__Page excerpt__.
::::::::

A Spiritual Search
A person's experience with Catholicism, Judaism, Buddhism, and Unitarianism
Posted Mar 30, 2016
In an attempt to avoid the pontification and aridity of the how-to article, I've recently been embedding psychological and other how-to-do-life issues in short-short stories.
Today's offering tells of one person's attempt to find a religion.
When Angela was seven, her parents sent her to a Catholic church's Sunday school, selected because it was longer on peace and love than on fire and brimstone. But one day, Angela asked her teacher, "How come we have to spend a long time being burned in purgatory before we can go to heaven?" Angela didn't understand the teacher's answer. Instead, she worried.
In college, she had a Jewish boyfriend who, like most educated Jews, attend synagogue only twice a year, if that. She went with him one time and decided Judaism wasn't for her simply because services were two to three hours long, mainly in Hebrew.
After college, Angela took a yoga class. That got her into meditation, but she felt that all meditation did was give her a nap. And when she read Scientific American's review of the literature on meditation's benefits (they're very unproven,) she stopped meditating.
Next, Angela took a class at a Buddhist ashram and worked hard to be in the moment and to stand back and observe life's miseries as a way of insulating herself from them. But while both tenets were valuable, she felt her spirituality didn't fully reside there.

::::::::

__Entries provided__.

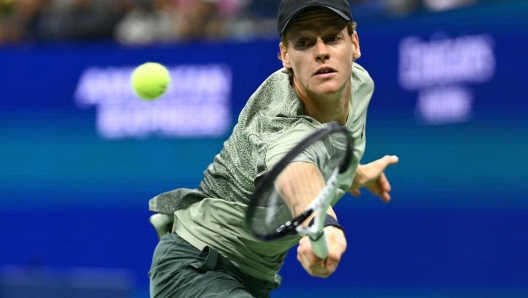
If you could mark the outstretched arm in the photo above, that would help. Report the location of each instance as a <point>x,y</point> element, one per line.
<point>371,176</point>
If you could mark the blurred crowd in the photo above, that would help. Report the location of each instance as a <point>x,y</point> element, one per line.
<point>164,21</point>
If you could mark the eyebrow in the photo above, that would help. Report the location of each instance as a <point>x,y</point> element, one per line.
<point>299,29</point>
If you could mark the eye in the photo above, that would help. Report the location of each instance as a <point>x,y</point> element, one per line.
<point>302,43</point>
<point>332,39</point>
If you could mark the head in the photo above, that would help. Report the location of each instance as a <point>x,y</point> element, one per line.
<point>318,43</point>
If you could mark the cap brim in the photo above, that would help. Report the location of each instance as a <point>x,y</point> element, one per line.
<point>339,13</point>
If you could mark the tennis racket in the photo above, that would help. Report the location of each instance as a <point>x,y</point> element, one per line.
<point>303,182</point>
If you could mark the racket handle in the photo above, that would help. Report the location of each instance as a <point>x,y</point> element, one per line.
<point>320,246</point>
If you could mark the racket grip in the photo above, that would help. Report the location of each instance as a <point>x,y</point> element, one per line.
<point>320,246</point>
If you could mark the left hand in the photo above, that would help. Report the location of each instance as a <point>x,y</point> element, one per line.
<point>322,268</point>
<point>371,176</point>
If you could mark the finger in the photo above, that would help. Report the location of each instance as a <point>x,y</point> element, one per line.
<point>390,160</point>
<point>384,188</point>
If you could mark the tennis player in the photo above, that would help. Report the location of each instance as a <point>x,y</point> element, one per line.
<point>210,252</point>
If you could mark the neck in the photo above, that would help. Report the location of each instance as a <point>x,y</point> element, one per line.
<point>328,107</point>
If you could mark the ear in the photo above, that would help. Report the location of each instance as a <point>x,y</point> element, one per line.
<point>355,46</point>
<point>284,56</point>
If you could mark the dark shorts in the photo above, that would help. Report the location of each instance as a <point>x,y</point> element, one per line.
<point>180,270</point>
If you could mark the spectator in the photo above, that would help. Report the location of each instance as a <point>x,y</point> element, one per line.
<point>19,19</point>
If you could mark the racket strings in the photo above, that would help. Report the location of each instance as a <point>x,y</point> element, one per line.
<point>296,186</point>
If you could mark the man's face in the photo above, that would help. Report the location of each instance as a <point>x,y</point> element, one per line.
<point>320,51</point>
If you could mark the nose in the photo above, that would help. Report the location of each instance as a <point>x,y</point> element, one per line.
<point>321,51</point>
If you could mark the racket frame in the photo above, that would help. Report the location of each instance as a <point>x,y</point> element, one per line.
<point>319,204</point>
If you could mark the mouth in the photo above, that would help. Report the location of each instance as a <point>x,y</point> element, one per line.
<point>324,71</point>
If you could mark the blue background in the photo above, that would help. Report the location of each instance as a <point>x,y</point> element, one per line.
<point>457,225</point>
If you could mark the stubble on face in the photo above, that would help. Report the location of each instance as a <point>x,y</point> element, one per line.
<point>320,53</point>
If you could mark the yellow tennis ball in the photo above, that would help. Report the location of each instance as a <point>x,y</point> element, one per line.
<point>150,80</point>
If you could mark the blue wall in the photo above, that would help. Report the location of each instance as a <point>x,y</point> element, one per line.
<point>458,222</point>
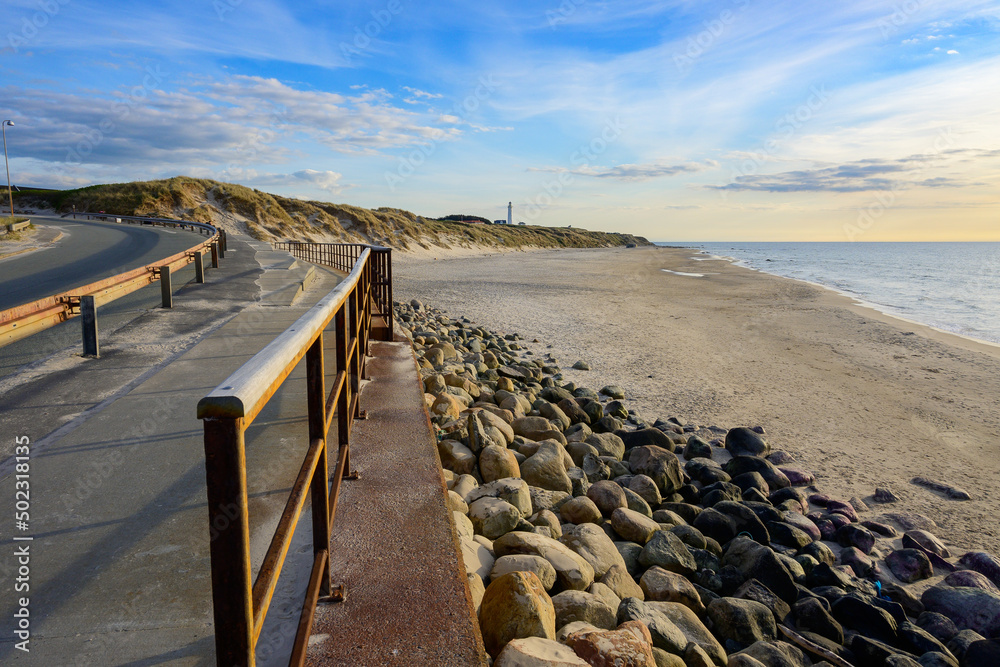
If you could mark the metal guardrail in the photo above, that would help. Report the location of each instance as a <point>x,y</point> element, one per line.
<point>240,606</point>
<point>30,318</point>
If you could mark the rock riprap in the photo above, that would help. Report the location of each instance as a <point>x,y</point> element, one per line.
<point>591,535</point>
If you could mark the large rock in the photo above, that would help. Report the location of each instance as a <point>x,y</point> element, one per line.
<point>515,606</point>
<point>538,652</point>
<point>633,526</point>
<point>970,608</point>
<point>744,622</point>
<point>669,552</point>
<point>756,561</point>
<point>628,646</point>
<point>546,468</point>
<point>607,444</point>
<point>582,606</point>
<point>659,464</point>
<point>512,490</point>
<point>593,545</point>
<point>744,442</point>
<point>497,462</point>
<point>621,582</point>
<point>572,570</point>
<point>692,628</point>
<point>537,565</point>
<point>457,458</point>
<point>665,634</point>
<point>608,496</point>
<point>660,585</point>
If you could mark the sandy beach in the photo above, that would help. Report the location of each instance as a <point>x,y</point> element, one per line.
<point>860,399</point>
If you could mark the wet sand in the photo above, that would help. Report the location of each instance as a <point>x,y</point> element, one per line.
<point>861,399</point>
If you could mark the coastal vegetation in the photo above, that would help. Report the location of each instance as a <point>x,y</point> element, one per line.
<point>270,217</point>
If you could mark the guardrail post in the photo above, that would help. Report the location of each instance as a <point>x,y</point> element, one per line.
<point>320,485</point>
<point>165,291</point>
<point>229,526</point>
<point>88,318</point>
<point>199,267</point>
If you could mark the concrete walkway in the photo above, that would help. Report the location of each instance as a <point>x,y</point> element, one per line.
<point>119,563</point>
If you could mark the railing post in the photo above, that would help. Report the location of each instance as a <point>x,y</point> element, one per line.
<point>88,317</point>
<point>229,530</point>
<point>165,291</point>
<point>320,484</point>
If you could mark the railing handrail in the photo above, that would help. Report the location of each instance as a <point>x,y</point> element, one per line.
<point>28,318</point>
<point>242,394</point>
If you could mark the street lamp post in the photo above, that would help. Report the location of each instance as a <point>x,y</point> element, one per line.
<point>10,195</point>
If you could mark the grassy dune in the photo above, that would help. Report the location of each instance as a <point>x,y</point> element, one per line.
<point>272,217</point>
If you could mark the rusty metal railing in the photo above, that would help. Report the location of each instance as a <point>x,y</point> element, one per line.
<point>240,606</point>
<point>30,318</point>
<point>342,257</point>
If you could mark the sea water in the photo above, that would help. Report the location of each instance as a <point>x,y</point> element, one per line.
<point>953,287</point>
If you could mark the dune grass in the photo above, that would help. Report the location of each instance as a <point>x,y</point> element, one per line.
<point>271,217</point>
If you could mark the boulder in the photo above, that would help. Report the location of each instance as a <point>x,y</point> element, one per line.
<point>537,565</point>
<point>582,606</point>
<point>572,570</point>
<point>659,464</point>
<point>546,468</point>
<point>743,622</point>
<point>515,606</point>
<point>538,652</point>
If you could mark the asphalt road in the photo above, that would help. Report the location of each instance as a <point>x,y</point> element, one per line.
<point>87,252</point>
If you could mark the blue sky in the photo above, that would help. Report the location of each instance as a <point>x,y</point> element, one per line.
<point>729,120</point>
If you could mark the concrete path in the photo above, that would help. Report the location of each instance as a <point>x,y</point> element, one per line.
<point>119,562</point>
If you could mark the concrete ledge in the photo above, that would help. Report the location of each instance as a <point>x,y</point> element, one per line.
<point>393,544</point>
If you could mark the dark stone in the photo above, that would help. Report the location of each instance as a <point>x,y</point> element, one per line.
<point>853,535</point>
<point>788,535</point>
<point>658,464</point>
<point>826,575</point>
<point>970,608</point>
<point>742,464</point>
<point>866,619</point>
<point>985,652</point>
<point>759,562</point>
<point>919,641</point>
<point>938,625</point>
<point>909,565</point>
<point>873,653</point>
<point>713,523</point>
<point>669,552</point>
<point>983,563</point>
<point>754,590</point>
<point>744,442</point>
<point>811,615</point>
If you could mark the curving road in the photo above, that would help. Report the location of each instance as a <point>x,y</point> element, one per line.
<point>87,252</point>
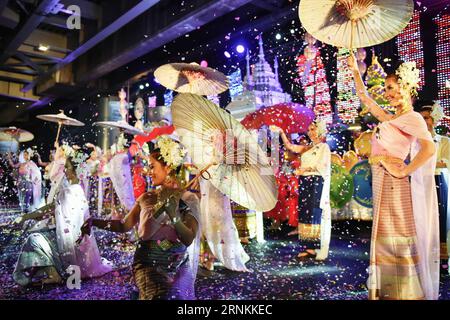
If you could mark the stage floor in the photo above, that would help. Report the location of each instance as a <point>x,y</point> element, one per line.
<point>276,273</point>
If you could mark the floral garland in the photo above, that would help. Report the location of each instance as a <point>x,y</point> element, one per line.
<point>409,77</point>
<point>437,112</point>
<point>171,151</point>
<point>321,127</point>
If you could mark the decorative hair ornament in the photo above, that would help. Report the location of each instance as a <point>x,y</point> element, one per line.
<point>69,152</point>
<point>437,112</point>
<point>408,77</point>
<point>171,151</point>
<point>321,127</point>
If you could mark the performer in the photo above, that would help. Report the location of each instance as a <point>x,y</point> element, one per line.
<point>404,255</point>
<point>433,113</point>
<point>220,233</point>
<point>166,258</point>
<point>119,169</point>
<point>314,211</point>
<point>29,183</point>
<point>49,253</point>
<point>90,178</point>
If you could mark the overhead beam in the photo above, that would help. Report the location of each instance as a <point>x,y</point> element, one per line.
<point>264,5</point>
<point>262,24</point>
<point>3,5</point>
<point>50,59</point>
<point>27,28</point>
<point>17,70</point>
<point>29,62</point>
<point>89,10</point>
<point>130,15</point>
<point>188,23</point>
<point>11,79</point>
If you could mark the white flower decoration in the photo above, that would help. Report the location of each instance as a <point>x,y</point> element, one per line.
<point>171,151</point>
<point>321,127</point>
<point>409,77</point>
<point>437,112</point>
<point>68,150</point>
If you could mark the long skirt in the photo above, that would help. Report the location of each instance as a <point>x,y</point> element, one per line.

::::::::

__Questions on the material__.
**A)** In the spiritual search story, what reasons led Angela to decide Judaism wasn't for her?
**B)** Condense the paragraph of the spiritual search story beginning "When Angela was seven" into a short bulleted list that keeps its main facts.
**C)** Resume the spiritual search story after its final sentence, following Angela's search for a religion from that point.

__Task-by-task outputs__.
**A)** The services were two to three hours long and mainly in Hebrew.

**B)**
- At age seven, Angela was sent by her parents to a Catholic church's Sunday school.
- They chose it because it emphasized peace and love more than fire and brimstone.
- Angela asked her teacher why people must be burned in purgatory for a long time before reaching heaven.
- She did not understand the answer and was left worrying.

**C)**
Then, she joined a Unitarian church and loved its sense of community and the idealism they preached and seemed to practice. Yet, ultimately, she felt "Unitarianism is liberal activism wrapped in spiritual garb."
Finally, she decided to return to a Catholic church, and there she stayed. She no longer believed in purgatory and could no longer "buy the loving God canard" in the face of deadly earthquakes, hurricanes, tsunamis and the long painful death of her baby to cancer. But she enjoyed services and being involved in the church. Not only were the rituals comforting, she somehow felt that Catholics were her people. Also, she enjoyed being able to step out of her gray-area-filled life and hear sermons of relative black-and-white, good and evil, a reminder of the centrality of basic values such as kindness even if we don't always live by them.
Angela's spiritual landing place is different from many people's, certainly from mine—I'm an atheist who tries to be a secular humanist. But the question is your spirituality? Have you found yours? Do you want to? If so, what might your next step in finding it be?